Would you write out all of the entries below, exactly as they stand?

----- Listed records

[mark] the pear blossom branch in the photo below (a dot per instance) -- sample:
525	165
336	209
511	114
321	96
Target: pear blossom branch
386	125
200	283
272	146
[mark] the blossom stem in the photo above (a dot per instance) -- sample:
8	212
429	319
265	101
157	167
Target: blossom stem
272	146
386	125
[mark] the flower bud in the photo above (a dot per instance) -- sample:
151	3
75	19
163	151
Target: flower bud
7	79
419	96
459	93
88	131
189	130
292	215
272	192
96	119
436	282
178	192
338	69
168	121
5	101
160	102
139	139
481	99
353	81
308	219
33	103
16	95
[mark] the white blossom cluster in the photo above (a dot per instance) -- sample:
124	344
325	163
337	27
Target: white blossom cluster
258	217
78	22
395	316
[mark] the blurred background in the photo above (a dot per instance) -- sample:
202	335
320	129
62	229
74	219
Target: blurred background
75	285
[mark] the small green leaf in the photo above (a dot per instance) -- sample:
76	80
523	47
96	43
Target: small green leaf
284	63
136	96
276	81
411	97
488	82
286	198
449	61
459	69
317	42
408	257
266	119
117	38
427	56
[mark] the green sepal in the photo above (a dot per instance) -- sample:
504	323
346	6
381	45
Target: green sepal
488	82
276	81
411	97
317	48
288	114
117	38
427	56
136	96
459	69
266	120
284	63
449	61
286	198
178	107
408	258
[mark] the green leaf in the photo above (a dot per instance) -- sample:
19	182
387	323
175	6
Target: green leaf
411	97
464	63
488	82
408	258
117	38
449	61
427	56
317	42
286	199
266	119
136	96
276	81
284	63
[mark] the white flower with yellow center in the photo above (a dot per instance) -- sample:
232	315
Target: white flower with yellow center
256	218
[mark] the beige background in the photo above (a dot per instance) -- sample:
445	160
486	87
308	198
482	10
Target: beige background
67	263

----------

> **Worked solution**
[mark] the pear blossom branch in the photo below (a dot per instance) -- sample:
525	165
336	209
511	114
321	96
Target: pear blossom branch
386	125
200	283
272	146
[mark] the blossom stem in the photo above (a dot per instance) -- sample:
8	212
429	319
265	101
157	167
Target: blossom stem
272	146
386	125
[mark] the flower bud in the photo above (a dot per instance) -- sample:
151	3
75	19
163	151
Target: flower bud
7	79
419	96
459	93
88	131
189	130
292	215
272	192
96	119
436	282
178	192
338	69
168	121
5	101
160	102
139	139
481	99
353	81
308	219
33	103
16	95
[mark] the white blossom cluster in the photo above (a dot per instance) -- sample:
124	344
325	163
337	27
Target: white blossom cluster
258	217
78	22
395	316
[mark] the blurred background in the photo above (a dot per instance) -- sample:
202	335
320	129
62	229
74	219
Target: blurred background
75	285
[mark] the small green leaf in the photo above (a dot per instance) -- sample:
76	80
523	47
96	43
Target: small green leaf
284	63
136	96
276	81
411	97
488	82
286	198
449	61
459	69
317	42
408	257
266	119
117	38
427	56
[mark] the green sepal in the photo above (a dot per instance) -- sample:
504	323
346	6
381	45
Target: green sepal
488	82
276	81
411	97
317	48
288	114
117	38
427	56
136	96
459	69
266	120
284	63
449	61
286	198
178	107
408	258
[mark] the green leaf in the photo above (a dot per instance) -- sample:
19	182
387	323
175	6
Target: green leaf
411	97
464	63
488	82
408	258
117	38
449	61
427	56
317	42
286	199
266	119
136	96
276	81
284	63
[mark] the white flower with yellow center in the photo above (a dot per instance) -- sample:
232	315
Target: white flower with yellow center
256	218
[mark] the beige background in the photo above (a dot per instance) -- sample:
445	160
486	87
308	198
482	10
Target: beige background
67	263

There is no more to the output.